- **AIM OF THE TASK**: Please reproduce all of the records below word for word, leaving the pictures out.

(Dataset extracts labeled with boxes)
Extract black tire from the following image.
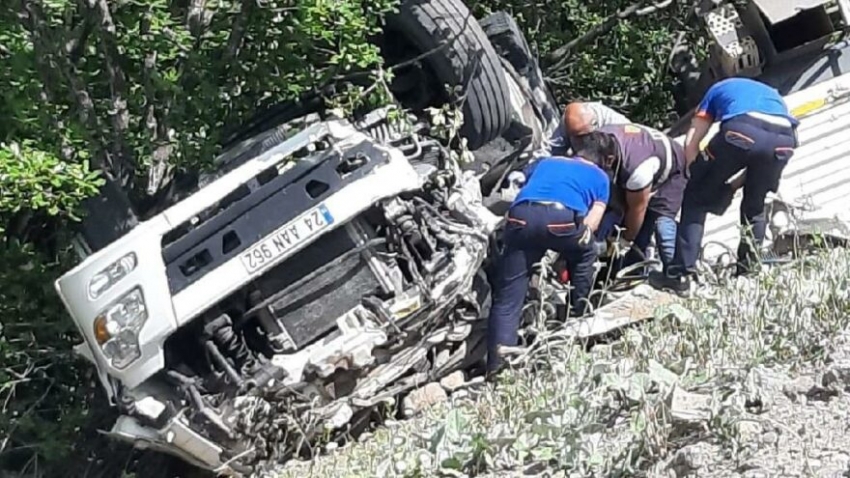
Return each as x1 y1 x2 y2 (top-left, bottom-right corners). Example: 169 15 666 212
386 0 510 149
478 12 533 74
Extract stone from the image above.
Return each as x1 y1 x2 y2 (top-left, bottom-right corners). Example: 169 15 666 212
735 420 764 443
440 370 466 392
402 382 449 417
667 386 712 423
671 443 712 476
782 376 817 402
761 431 779 445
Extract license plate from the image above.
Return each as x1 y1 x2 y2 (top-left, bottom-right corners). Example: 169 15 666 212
239 204 334 273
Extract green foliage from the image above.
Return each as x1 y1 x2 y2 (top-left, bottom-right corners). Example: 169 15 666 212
0 239 109 469
469 0 699 126
0 141 102 221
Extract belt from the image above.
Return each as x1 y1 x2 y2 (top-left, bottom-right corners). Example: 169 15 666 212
526 201 566 209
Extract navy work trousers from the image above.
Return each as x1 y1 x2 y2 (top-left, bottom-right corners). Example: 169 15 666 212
668 115 797 276
487 202 596 370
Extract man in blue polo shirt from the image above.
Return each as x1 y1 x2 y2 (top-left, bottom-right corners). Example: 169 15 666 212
651 78 798 292
487 135 616 371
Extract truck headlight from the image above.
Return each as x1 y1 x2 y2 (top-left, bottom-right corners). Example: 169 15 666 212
94 287 148 369
89 252 138 300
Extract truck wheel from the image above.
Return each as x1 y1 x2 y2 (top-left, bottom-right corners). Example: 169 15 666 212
385 0 510 149
478 12 532 75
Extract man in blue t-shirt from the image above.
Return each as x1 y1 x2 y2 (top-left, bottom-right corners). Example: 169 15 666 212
650 78 798 292
487 135 616 371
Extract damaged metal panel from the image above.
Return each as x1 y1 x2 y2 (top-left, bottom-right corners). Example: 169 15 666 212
753 0 832 25
704 75 850 259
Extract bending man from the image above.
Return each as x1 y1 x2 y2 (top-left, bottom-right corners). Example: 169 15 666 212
653 78 799 292
577 124 687 266
487 139 613 371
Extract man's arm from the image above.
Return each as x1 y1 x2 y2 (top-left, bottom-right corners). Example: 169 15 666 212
584 201 606 233
584 166 611 233
685 83 719 166
623 187 650 241
685 115 712 167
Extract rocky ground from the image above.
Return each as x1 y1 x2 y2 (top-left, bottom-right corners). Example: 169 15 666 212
278 250 850 478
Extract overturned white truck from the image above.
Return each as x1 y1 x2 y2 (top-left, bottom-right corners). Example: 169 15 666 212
51 0 558 474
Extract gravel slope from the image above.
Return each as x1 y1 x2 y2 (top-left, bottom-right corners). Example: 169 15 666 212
276 250 850 478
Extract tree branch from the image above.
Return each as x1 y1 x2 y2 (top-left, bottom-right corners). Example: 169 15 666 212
89 0 136 189
224 0 254 64
546 0 673 72
21 0 106 172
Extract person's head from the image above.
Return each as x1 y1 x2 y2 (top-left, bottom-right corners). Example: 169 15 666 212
573 131 620 173
564 101 597 137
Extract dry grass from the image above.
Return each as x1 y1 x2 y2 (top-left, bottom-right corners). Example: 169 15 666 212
280 250 850 478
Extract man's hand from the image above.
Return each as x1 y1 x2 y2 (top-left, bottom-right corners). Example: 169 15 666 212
614 236 634 257
623 188 650 241
685 116 712 168
584 202 606 232
578 226 593 246
508 171 527 188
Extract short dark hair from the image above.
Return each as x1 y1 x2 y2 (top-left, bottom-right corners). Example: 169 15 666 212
572 131 619 167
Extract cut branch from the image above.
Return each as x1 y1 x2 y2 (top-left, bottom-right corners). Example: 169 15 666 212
546 0 673 72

- **PROBLEM SOLUTION**:
Extract black tire from the following image.
Return each as x1 y1 x2 y2 (top-left, bottom-right corners). Example: 169 15 666 212
386 0 510 149
478 12 533 74
Extract stone from the image above.
Return each as x1 y1 x2 y2 (top-left, bottom-right corners). Example: 169 15 666 212
735 420 764 443
440 370 466 392
402 382 449 417
667 386 712 423
671 443 712 476
782 376 817 402
761 431 779 445
Extract license plate from the image above.
Return each as x1 y1 x2 y2 (top-left, bottom-right corners). Example: 169 15 666 212
239 204 334 273
Extract green foliage from the image above.
Return each as x1 y1 x2 y2 (top-left, bottom-right corners). Example: 169 15 666 212
0 239 109 469
469 0 699 126
0 141 102 221
Extract belt from the image above.
Return each as x1 y1 x2 y2 (top-left, bottom-right corners). Example: 169 15 666 212
526 201 566 209
Extract navy work trousers from the image above.
Return each as x1 y1 x2 y2 (top-left, bottom-right corners). Example: 169 15 666 212
668 115 797 276
487 202 596 370
Extract man in blue polo shirt from the image above.
Return each as x1 y1 x2 y2 (top-left, bottom-right corners). Example: 169 15 666 212
651 78 798 292
487 135 616 371
Extract truck headlight from the image above.
Return each as x1 y1 x2 y2 (top-left, bottom-right corners). Example: 169 15 666 212
94 287 148 369
89 252 138 300
Extract truck wheel from the image above.
Return each as x1 y1 x2 y2 (top-left, bottom-right corners). Example: 169 15 666 212
385 0 510 149
478 12 532 75
Extract man in blue t-shirt from the image above.
Return each as x1 y1 x2 y2 (top-left, bottom-right corners). Example: 169 15 666 212
650 78 798 292
487 135 616 371
Extract damaged metal panel from the image above.
Return each as x1 y1 x2 y2 (top-left, bottom-right corners). Example: 169 15 666 212
753 0 832 25
704 75 850 259
Extract bending man from the image above.
Return each as x1 y1 x2 y2 (top-left, bottom-right corners). Example: 169 15 666 212
653 78 799 292
577 124 687 266
487 139 613 371
Extract man's arm from the image above.
Return each as x1 y1 x2 y2 (top-left, bottom-right corners). Example: 169 15 666 212
584 201 606 233
584 166 611 233
685 83 719 166
623 187 650 241
685 115 712 167
Extract rocky ground from the image above.
Return each as x1 y1 x2 y2 (top-left, bottom-right corners). Example: 169 15 666 212
278 250 850 478
Extract overturned white truck from the image above.
Return each as x1 y1 x2 y2 (top-left, bottom-right corners). Example: 169 15 666 212
51 0 558 474
Extract gravel slope from the image above.
Return each as x1 y1 x2 y2 (top-left, bottom-right corners). Example: 169 15 666 212
276 250 850 478
Extract tree branch from the image above.
Return each as x1 y1 x2 y2 (top-left, bottom-right corners). Example: 169 15 666 212
89 0 136 189
224 0 254 64
546 0 673 72
21 0 106 172
Extract person's head from the image above.
Return each as x1 y1 x2 y2 (top-left, bottom-right corners). Example: 169 15 666 212
573 131 620 173
564 101 597 137
Extract dry grass from the image above.
Return each as x1 y1 x2 y2 (top-left, bottom-right corners). Example: 169 15 666 212
280 250 850 478
Extract man's hand from the image above.
Return each as x1 y1 x2 y2 (top-left, bottom-right corners). Example: 169 15 666 212
614 236 634 257
623 188 650 241
685 116 712 168
584 202 606 232
578 226 593 246
508 171 527 188
Extract short dark hair from the image above.
Return each as x1 y1 x2 y2 (top-left, bottom-right corners). Example: 169 15 666 212
572 131 619 167
Extract cut branch from the image above.
Return each as x1 y1 x2 y2 (top-left, bottom-right corners). Example: 169 15 666 212
546 0 673 72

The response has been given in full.